Problem description: Make an exact copy of the records below, excluding images.
────────────────────────────────────────
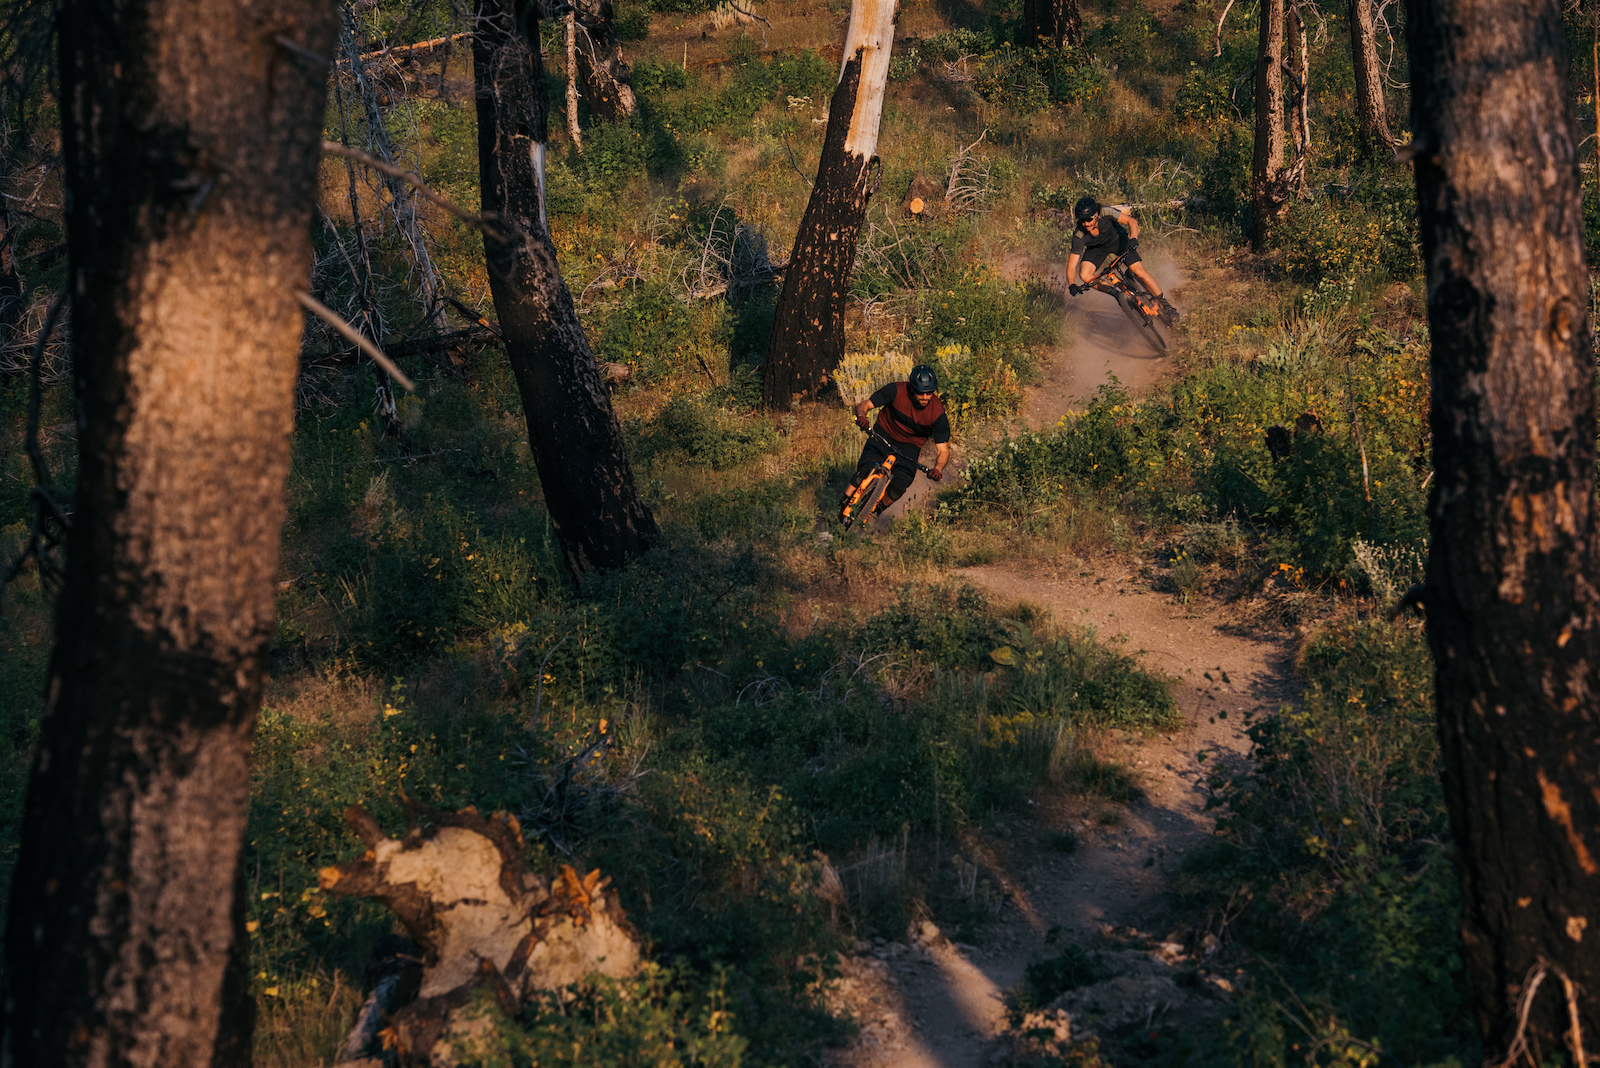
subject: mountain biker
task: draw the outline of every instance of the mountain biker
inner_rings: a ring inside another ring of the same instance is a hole
[[[1161,295],[1161,286],[1139,260],[1139,220],[1129,212],[1102,207],[1094,197],[1081,197],[1072,206],[1072,217],[1077,225],[1072,230],[1072,251],[1067,256],[1067,291],[1073,296],[1087,290],[1094,283],[1100,265],[1110,256],[1121,255],[1150,295],[1161,305],[1161,318],[1169,324],[1178,321],[1178,309]],[[1109,221],[1108,221],[1109,220]],[[1126,227],[1126,229],[1124,229]],[[1079,284],[1075,279],[1082,276]]]
[[[904,382],[891,382],[856,405],[856,425],[862,430],[872,425],[867,413],[879,409],[878,430],[882,437],[874,434],[867,438],[856,464],[855,481],[845,489],[844,499],[839,502],[841,512],[861,480],[889,455],[891,447],[897,457],[894,471],[889,476],[889,487],[872,510],[873,515],[899,500],[917,477],[917,456],[929,438],[933,439],[937,456],[928,477],[935,482],[944,480],[944,469],[950,463],[950,417],[945,414],[938,389],[939,378],[933,368],[919,363]],[[885,445],[883,438],[888,438],[891,444]]]

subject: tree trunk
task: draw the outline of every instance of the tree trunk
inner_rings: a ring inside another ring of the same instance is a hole
[[[1022,37],[1029,46],[1064,48],[1083,44],[1078,0],[1023,0]]]
[[[1561,11],[1553,0],[1409,0],[1407,38],[1433,338],[1424,597],[1462,957],[1485,1063],[1508,1053],[1519,988],[1541,962],[1583,989],[1592,1051],[1594,338]],[[1567,1037],[1563,984],[1550,974],[1523,1036],[1529,1063]]]
[[[894,0],[855,0],[844,68],[828,108],[817,182],[795,234],[772,324],[761,399],[786,410],[814,393],[844,358],[844,306],[856,239],[883,169],[878,123],[894,43]]]
[[[477,0],[479,182],[483,212],[496,220],[483,248],[545,506],[581,581],[644,552],[656,524],[634,489],[622,428],[550,243],[538,21],[536,0]]]
[[[1300,4],[1291,0],[1289,21],[1294,36],[1294,52],[1290,56],[1289,78],[1294,93],[1294,112],[1289,116],[1289,128],[1294,133],[1294,161],[1283,175],[1285,192],[1305,196],[1309,188],[1306,172],[1311,166],[1311,52],[1306,40],[1306,21],[1300,14]]]
[[[1356,70],[1356,136],[1362,159],[1395,147],[1389,132],[1389,104],[1383,92],[1383,68],[1372,25],[1372,0],[1350,0],[1350,57]]]
[[[589,115],[619,122],[633,114],[638,102],[633,95],[631,72],[622,58],[616,12],[611,0],[578,0],[575,6],[583,36],[578,47],[578,74],[589,101]]]
[[[1250,247],[1267,247],[1283,215],[1283,4],[1261,0],[1261,44],[1256,50],[1256,151],[1250,169]]]
[[[578,126],[578,12],[567,8],[563,20],[567,27],[567,136],[572,147],[583,154],[583,130]]]
[[[337,19],[66,0],[56,23],[80,462],[7,1064],[250,1063],[239,857],[327,91],[306,53]]]

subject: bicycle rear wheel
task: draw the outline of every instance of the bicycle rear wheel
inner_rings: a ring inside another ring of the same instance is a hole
────────────────────────────────────────
Task response:
subject: mountain biker
task: draw the outline of every instance of the mountain biker
inner_rings: a ring inside another ring of the same instance is a hole
[[[1161,295],[1161,286],[1139,260],[1139,220],[1129,212],[1102,207],[1094,197],[1081,197],[1072,206],[1072,217],[1077,225],[1072,230],[1072,251],[1067,256],[1067,291],[1073,296],[1087,290],[1094,283],[1100,265],[1110,256],[1121,255],[1150,295],[1161,305],[1161,318],[1169,324],[1178,321],[1178,309]],[[1109,221],[1108,221],[1109,220]],[[1126,227],[1126,229],[1124,229]],[[1079,284],[1075,279],[1082,276]]]
[[[904,382],[891,382],[856,405],[856,425],[862,430],[872,425],[867,413],[879,409],[878,430],[882,437],[874,434],[867,438],[856,464],[855,481],[845,489],[844,499],[839,502],[841,512],[861,480],[889,455],[891,447],[897,457],[894,471],[889,476],[889,487],[872,510],[873,515],[899,500],[917,477],[917,456],[929,438],[933,439],[937,456],[928,477],[935,482],[944,480],[944,469],[950,463],[950,417],[945,414],[938,389],[939,378],[933,368],[919,363]],[[885,445],[883,438],[888,438],[891,444]]]

subject: tree trunk
task: draw the outline of every instance of the tree trunk
inner_rings: a ring inside another ring of the same instance is a hole
[[[1022,37],[1029,46],[1064,48],[1083,44],[1078,0],[1023,0]]]
[[[1561,11],[1553,0],[1409,0],[1407,38],[1433,338],[1424,597],[1462,957],[1485,1063],[1508,1053],[1519,988],[1541,962],[1583,989],[1592,1051],[1594,338]],[[1567,1037],[1563,984],[1550,974],[1523,1036],[1529,1063]]]
[[[894,0],[855,0],[844,68],[828,108],[817,182],[795,234],[772,324],[761,399],[786,410],[814,393],[844,358],[844,306],[856,239],[883,169],[878,123],[894,43]]]
[[[477,0],[479,182],[483,212],[496,220],[483,248],[545,506],[581,581],[644,552],[656,524],[634,489],[622,428],[550,243],[538,21],[536,0]]]
[[[1300,4],[1291,0],[1289,21],[1294,36],[1294,52],[1290,56],[1289,78],[1294,93],[1294,112],[1289,116],[1289,128],[1294,133],[1294,161],[1283,175],[1285,192],[1305,196],[1309,188],[1306,172],[1311,166],[1311,52],[1306,40],[1306,21],[1300,14]]]
[[[1356,70],[1356,136],[1362,159],[1395,147],[1389,132],[1389,104],[1383,92],[1383,68],[1372,25],[1372,0],[1350,0],[1350,57]]]
[[[589,115],[619,122],[633,114],[638,102],[633,95],[631,72],[622,58],[616,12],[611,0],[578,0],[575,6],[583,36],[578,47],[578,74],[589,101]]]
[[[1250,247],[1267,247],[1283,215],[1283,4],[1261,0],[1261,44],[1256,50],[1256,151],[1250,169]]]
[[[578,126],[578,12],[567,8],[563,20],[567,27],[567,136],[572,147],[583,154],[583,130]]]
[[[337,19],[66,0],[56,23],[80,462],[7,1064],[250,1063],[239,857],[327,91],[306,53]]]

subject: bicycle rear wheel
task: draw the outline of every instance of the bicycle rear wheel
inner_rings: a ring inside another ring of the same instance is a hole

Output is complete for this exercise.